*** Block opens ***

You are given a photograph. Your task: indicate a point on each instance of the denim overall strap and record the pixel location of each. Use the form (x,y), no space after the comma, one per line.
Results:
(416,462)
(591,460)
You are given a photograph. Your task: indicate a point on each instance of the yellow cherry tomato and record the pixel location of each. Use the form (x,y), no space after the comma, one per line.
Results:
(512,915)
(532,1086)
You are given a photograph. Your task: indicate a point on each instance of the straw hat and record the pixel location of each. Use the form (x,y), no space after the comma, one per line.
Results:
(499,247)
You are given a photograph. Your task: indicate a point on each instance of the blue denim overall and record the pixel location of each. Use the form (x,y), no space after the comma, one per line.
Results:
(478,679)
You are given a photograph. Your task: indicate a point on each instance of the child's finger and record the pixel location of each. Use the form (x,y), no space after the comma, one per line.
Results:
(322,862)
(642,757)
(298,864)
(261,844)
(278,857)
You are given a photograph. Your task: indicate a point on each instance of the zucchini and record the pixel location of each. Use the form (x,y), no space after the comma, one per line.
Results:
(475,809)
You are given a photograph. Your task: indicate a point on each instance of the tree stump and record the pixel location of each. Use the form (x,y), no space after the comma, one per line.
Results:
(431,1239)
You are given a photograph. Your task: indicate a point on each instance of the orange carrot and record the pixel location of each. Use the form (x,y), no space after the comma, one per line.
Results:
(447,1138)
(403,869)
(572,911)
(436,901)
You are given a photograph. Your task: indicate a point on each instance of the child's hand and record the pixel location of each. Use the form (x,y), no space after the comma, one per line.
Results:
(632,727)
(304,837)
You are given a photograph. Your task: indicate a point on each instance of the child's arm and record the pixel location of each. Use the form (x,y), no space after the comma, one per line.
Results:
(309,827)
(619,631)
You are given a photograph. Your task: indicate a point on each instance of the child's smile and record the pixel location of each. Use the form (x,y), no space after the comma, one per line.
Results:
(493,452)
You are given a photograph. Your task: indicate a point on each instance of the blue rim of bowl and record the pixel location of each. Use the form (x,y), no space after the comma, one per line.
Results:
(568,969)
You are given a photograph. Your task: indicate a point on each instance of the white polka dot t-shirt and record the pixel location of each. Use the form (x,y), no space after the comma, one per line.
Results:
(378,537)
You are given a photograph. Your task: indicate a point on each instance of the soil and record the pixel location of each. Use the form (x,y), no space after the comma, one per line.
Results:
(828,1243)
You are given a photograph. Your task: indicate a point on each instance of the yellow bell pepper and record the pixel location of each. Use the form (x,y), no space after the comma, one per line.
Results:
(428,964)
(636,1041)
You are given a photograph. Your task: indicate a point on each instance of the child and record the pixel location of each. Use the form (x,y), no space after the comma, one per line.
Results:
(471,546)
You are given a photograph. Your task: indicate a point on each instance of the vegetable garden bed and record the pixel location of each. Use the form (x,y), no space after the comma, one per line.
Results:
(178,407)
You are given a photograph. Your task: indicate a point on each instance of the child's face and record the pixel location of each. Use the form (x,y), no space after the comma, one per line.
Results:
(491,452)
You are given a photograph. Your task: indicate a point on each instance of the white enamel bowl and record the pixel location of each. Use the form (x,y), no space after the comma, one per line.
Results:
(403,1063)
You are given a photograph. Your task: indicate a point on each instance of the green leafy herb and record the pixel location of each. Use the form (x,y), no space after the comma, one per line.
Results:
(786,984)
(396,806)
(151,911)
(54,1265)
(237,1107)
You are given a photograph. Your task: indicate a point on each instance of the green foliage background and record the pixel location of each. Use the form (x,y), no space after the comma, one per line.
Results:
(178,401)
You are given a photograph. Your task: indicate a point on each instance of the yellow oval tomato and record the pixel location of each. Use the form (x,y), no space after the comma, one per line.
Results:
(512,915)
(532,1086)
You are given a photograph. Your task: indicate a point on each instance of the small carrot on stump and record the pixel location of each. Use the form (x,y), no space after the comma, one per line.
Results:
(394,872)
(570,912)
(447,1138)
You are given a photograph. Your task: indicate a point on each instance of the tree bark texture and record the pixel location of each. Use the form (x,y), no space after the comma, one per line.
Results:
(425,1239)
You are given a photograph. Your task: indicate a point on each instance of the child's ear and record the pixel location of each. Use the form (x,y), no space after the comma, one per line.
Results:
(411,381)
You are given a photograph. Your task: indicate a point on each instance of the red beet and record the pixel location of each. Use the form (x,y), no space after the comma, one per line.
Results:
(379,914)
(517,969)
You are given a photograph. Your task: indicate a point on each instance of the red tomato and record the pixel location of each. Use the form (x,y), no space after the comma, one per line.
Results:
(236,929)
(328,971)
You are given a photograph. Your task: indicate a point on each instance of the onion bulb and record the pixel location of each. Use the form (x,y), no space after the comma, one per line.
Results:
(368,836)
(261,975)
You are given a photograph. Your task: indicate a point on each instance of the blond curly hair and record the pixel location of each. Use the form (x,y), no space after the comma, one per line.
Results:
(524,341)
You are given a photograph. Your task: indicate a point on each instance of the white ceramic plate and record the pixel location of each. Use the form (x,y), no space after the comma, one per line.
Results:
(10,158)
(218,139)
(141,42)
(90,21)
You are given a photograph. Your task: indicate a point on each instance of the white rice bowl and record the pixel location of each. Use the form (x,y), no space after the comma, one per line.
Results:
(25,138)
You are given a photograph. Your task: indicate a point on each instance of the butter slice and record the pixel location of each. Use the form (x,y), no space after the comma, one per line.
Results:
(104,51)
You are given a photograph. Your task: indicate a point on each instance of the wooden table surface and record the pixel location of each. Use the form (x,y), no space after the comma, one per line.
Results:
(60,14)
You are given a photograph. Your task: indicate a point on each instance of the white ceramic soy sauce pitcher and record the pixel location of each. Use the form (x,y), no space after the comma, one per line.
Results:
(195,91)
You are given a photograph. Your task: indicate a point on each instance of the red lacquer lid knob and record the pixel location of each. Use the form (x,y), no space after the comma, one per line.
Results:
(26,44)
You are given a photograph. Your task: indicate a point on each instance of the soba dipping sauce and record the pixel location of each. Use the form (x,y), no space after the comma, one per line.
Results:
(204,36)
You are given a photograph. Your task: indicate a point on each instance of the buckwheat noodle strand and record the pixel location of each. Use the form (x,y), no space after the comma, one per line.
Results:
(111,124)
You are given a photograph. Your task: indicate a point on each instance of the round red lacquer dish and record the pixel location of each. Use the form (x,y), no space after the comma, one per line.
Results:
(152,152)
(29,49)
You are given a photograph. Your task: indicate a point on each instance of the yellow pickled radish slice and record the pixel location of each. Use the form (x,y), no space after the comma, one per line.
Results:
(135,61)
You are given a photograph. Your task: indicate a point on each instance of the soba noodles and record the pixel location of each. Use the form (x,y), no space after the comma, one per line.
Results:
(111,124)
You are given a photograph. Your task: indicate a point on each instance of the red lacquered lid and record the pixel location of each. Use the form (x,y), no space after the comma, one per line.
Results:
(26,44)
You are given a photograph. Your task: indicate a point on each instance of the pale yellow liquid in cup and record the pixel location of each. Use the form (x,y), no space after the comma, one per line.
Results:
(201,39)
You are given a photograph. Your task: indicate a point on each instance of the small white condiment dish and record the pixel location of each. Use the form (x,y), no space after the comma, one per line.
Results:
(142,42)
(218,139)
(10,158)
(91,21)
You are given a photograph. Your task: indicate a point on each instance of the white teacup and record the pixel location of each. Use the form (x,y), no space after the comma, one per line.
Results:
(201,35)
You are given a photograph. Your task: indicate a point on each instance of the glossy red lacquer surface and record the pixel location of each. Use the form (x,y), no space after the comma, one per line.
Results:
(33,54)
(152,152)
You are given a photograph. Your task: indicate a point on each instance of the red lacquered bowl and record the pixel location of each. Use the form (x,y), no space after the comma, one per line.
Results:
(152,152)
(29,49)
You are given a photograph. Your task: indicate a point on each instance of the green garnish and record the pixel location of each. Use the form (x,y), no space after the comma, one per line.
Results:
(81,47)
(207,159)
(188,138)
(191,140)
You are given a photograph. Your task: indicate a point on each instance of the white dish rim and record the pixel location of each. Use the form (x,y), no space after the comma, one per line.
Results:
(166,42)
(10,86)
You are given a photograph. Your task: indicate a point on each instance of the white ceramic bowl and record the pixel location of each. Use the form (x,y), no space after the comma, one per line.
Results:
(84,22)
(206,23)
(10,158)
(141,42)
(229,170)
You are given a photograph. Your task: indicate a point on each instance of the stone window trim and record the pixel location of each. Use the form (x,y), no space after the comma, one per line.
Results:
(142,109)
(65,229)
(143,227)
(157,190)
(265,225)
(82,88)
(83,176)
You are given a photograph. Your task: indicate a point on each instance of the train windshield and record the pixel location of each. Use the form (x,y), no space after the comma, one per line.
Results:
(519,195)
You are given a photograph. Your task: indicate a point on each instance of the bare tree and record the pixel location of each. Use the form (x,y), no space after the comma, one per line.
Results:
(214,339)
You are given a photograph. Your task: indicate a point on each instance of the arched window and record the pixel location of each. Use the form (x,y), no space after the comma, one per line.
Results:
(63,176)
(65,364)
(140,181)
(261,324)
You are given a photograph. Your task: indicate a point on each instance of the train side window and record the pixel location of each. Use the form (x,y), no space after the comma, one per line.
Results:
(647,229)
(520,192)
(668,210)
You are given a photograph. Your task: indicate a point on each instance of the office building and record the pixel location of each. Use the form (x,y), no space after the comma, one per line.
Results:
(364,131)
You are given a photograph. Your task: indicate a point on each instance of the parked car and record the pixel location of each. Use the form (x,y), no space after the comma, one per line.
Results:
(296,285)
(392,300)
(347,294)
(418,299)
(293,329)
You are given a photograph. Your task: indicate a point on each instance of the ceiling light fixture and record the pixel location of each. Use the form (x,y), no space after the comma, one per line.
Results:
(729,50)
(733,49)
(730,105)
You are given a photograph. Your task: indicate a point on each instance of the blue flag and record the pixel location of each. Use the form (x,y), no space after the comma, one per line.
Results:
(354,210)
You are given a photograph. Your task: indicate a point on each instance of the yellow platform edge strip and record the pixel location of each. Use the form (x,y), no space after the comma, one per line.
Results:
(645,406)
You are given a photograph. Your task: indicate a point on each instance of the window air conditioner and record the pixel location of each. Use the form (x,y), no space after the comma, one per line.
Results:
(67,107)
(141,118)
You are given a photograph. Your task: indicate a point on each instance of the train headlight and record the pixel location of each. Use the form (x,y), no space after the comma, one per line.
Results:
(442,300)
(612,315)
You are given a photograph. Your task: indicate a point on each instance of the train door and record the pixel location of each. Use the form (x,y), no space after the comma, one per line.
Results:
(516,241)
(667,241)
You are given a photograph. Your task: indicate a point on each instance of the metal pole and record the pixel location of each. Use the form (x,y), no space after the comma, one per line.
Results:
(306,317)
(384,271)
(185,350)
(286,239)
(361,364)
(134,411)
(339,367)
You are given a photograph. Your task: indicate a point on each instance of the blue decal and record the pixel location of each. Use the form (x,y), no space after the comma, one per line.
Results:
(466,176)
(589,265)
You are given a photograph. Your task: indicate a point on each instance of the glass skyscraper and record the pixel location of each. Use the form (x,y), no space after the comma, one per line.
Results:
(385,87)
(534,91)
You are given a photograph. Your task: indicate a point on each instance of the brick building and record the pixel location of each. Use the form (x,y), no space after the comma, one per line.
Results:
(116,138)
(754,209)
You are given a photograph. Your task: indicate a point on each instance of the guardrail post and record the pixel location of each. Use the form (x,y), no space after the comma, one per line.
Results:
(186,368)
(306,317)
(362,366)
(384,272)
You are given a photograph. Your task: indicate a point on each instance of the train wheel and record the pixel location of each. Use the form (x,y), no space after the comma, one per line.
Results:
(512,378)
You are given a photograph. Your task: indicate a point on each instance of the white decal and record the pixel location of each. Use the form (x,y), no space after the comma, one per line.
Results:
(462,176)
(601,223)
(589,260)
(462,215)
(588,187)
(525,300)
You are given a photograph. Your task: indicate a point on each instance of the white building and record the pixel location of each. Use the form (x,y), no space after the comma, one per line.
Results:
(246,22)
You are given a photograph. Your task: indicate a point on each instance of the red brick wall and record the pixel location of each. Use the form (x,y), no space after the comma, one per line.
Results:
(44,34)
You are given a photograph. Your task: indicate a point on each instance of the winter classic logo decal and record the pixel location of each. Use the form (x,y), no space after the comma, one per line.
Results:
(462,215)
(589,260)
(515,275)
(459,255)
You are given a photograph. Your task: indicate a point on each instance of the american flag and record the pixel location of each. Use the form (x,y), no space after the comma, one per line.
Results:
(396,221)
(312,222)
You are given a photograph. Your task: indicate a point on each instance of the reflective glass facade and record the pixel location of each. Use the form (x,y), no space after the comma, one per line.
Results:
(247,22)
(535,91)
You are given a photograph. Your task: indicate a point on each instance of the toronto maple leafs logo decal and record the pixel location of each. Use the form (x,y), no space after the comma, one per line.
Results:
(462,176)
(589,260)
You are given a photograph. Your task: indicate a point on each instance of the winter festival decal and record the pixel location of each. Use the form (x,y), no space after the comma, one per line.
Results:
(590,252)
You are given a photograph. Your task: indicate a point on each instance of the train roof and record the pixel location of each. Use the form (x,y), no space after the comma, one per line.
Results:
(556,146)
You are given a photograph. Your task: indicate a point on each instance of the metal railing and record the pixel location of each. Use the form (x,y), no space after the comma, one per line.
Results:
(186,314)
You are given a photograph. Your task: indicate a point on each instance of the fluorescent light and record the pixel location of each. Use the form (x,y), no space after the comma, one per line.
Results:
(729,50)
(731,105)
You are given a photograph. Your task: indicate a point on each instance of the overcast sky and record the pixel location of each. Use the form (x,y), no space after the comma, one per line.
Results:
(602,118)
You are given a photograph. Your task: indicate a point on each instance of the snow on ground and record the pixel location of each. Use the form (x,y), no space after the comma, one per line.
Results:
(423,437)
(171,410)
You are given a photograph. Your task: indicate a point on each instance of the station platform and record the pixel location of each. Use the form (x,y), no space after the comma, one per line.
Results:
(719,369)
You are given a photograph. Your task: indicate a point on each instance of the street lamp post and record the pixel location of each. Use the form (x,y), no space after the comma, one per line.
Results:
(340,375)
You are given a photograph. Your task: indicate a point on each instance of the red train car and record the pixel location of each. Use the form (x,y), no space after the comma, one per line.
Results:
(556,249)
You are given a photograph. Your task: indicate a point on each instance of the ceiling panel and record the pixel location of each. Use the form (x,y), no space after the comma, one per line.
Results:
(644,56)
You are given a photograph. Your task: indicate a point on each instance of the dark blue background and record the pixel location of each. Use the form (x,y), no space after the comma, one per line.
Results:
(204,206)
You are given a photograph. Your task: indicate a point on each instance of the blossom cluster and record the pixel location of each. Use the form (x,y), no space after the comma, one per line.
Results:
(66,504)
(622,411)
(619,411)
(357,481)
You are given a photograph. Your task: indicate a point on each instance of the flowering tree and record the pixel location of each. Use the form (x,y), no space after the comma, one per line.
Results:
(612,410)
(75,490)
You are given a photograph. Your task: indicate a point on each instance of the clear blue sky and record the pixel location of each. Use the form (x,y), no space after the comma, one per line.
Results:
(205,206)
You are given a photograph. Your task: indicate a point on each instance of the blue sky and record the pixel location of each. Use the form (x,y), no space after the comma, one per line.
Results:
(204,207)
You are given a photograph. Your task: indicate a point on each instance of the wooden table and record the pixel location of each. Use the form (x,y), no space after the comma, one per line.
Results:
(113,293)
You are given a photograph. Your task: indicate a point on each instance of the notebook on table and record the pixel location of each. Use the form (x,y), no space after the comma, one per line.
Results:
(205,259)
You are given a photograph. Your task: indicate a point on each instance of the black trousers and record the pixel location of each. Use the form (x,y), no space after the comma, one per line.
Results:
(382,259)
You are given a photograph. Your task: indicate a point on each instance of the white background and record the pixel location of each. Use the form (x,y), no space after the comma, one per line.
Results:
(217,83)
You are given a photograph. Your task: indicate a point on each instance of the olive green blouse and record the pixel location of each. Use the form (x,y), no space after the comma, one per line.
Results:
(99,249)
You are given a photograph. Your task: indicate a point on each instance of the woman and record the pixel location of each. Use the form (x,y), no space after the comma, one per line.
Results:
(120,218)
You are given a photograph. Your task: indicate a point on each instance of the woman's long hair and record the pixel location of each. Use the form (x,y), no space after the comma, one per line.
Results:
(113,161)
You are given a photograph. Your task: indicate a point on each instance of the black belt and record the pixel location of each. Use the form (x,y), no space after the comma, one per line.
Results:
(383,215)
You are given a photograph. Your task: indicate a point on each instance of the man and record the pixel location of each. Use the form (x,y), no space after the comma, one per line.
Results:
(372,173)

*** Block closes ***

▶ _EXERCISE DETAILS_: The count alone is wanted: how many lines above hold the string "flag"?

▶ _YOUR RESPONSE_: 2